Posted by jen at 07:57 PM   |   link   |   Comments (84)


February 25, 2006

soon...

hand.jpg
tree hand, canon 20 d

soon i will be back and get to see my three kitties.
soon i will get to sleep in the home i used to love so much.
soon i will get to see my friends, who are nothing but kind, who are nothing but supportive, and who always make me feel good about myself.
soon i will get to see my dad who makes me feel everything will be okay.
soon i will get a break from the chaos.
soon i will be getting on the plane with sue and flying away to italy.
soon i will feel some relief.

after that, well, we will just have to see what unfolds.

i havent understood so many things that have happened lately,
especially the hurtful things, the confusing things,
but it is the hope of the goodness that still remains in my life, in spite of
everything, that keeps me hanging on.

soon...

Posted by jen at 09:26 AM   |   link   |   Comments (1036)


February 24, 2006

today's prayer...

crossangle.jpg
mountain cross, cano 20d


help me to know what to trust and to trust what i know.


Posted by jen at 07:03 AM   |   link   |   Comments (101)


February 23, 2006

suddenly....

dandi.jpg
the first dandilion, canon 20 d

its so curious ~ one can resist tears and "behave" very well in the hardest hours of grief. but then someone makes you a friendly sign from behind a window, or one notices that a flower that was in bud only yesterday has suddenly blossomed, or a letter slips from a drawer.....and everything collapses. ~ colette

Posted by jen at 12:34 PM   |   link   |   Comments (300)


February 22, 2006

wardrobe change....

tutudress.jpg
asheville threads, canon 20 d

Everything changed the day they
figured out there was exactly enough
time for the important things in their lives.. ~ brian andreas

Posted by jen at 01:06 PM   |   link   |   Comments (736)


February 21, 2006

shift it, baby.....

rockymountainhigh.jpg
getting wiggy with it, canon 20d

okay, i realize my blog has had a majority of sad entires.,
but hey, its been a sad year and im not going to fake it just to make others
feel good. however, that doesnt mean i still dont have a basket
filled with good times as well... and i know its encouraging to hear
about those times too.

yesterday i had a stirring of anxiety building in my tummy.
i still get overwhelmed with the thoughts about my loss this year,
and how drastically my life has changed. usually it would take a little happy pill or my bed to settle me down. but i decided yesterday to shift it into something good. im done with feeling badly.

so i found myself walking into the local wig shop.( because sometimes a girl just needs a good wig and an oversized pair of sunglasses.) then i went to the cemetery that sits high on this hill and gives a fabulous view of the mountains.
i blasted Barry Manilow's Its a Miracle , because, well, it just works for me,
and i danced around in my green boots.
------------------------------------------------------------
__Task__:
List every image file name that appears in the blog excerpt. Rely only on the blog excerpt above.

__Items listed in a dataset__:
------------------------------------------------------------
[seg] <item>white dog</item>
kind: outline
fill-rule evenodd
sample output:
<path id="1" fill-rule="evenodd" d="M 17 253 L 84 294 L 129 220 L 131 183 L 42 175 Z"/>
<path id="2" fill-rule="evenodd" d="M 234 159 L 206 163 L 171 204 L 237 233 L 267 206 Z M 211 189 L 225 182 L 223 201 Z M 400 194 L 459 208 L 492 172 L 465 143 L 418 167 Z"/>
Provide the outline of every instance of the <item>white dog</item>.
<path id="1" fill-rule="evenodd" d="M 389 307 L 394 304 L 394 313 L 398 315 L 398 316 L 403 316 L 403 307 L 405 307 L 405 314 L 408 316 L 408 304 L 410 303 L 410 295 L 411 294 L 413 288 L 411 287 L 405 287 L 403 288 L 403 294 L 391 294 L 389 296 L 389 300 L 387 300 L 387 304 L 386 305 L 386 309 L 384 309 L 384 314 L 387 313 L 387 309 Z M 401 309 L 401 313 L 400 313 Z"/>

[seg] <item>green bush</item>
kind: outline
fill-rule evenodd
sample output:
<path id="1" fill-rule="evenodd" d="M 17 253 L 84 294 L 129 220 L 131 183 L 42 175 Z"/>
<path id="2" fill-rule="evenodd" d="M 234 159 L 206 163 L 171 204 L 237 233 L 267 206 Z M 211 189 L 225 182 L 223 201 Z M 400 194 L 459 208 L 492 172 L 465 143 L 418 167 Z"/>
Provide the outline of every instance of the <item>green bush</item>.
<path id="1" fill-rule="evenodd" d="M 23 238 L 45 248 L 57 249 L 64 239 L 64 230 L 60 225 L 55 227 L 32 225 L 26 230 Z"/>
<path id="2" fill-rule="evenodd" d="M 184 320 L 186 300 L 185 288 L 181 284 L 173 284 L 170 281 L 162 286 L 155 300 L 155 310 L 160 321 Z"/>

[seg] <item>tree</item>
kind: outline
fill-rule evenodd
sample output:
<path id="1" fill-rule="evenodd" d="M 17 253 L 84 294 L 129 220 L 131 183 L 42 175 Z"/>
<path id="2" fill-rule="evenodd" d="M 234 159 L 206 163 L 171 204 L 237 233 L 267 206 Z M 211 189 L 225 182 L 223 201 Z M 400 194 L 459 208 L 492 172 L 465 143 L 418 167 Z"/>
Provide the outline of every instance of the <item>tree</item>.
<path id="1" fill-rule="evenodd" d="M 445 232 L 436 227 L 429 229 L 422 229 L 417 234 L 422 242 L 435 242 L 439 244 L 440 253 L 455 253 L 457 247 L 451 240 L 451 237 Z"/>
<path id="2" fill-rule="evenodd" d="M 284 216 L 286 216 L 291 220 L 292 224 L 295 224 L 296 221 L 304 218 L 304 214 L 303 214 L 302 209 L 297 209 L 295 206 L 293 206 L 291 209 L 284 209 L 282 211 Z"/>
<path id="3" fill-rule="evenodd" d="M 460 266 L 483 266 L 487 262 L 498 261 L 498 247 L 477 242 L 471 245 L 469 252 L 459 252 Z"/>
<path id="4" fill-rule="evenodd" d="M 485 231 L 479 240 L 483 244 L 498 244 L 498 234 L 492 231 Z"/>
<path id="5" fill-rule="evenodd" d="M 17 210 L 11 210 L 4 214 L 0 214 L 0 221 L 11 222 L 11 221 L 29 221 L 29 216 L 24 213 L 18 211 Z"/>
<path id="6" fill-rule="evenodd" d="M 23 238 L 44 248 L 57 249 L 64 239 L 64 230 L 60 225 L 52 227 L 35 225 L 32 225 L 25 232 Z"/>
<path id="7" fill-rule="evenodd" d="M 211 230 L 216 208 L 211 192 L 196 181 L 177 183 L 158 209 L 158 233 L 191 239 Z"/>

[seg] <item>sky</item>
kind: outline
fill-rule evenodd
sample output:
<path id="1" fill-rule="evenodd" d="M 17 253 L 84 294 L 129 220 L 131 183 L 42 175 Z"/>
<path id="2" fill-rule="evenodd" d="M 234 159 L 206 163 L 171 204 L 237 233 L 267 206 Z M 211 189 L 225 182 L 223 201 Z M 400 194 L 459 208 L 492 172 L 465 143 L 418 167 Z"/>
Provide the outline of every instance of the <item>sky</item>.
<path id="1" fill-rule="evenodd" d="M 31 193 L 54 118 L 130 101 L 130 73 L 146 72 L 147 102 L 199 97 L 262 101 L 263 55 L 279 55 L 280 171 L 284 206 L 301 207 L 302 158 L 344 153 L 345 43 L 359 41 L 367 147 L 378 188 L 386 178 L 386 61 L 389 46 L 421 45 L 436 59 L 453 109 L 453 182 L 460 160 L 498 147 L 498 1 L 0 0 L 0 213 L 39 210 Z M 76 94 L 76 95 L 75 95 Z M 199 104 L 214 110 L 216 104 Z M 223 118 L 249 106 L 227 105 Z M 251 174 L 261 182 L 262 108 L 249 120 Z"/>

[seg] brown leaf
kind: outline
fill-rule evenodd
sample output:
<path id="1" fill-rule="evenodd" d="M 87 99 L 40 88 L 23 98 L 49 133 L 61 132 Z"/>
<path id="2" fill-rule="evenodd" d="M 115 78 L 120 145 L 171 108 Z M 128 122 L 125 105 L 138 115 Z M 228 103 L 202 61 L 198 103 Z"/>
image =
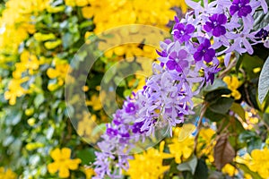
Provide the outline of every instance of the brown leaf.
<path id="1" fill-rule="evenodd" d="M 232 162 L 235 151 L 228 141 L 228 134 L 221 134 L 214 147 L 214 164 L 221 170 L 226 164 Z"/>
------------------------------------------------------------
__Full output__:
hand.jpg
crossangle.jpg
dandi.jpg
tutudress.jpg
rockymountainhigh.jpg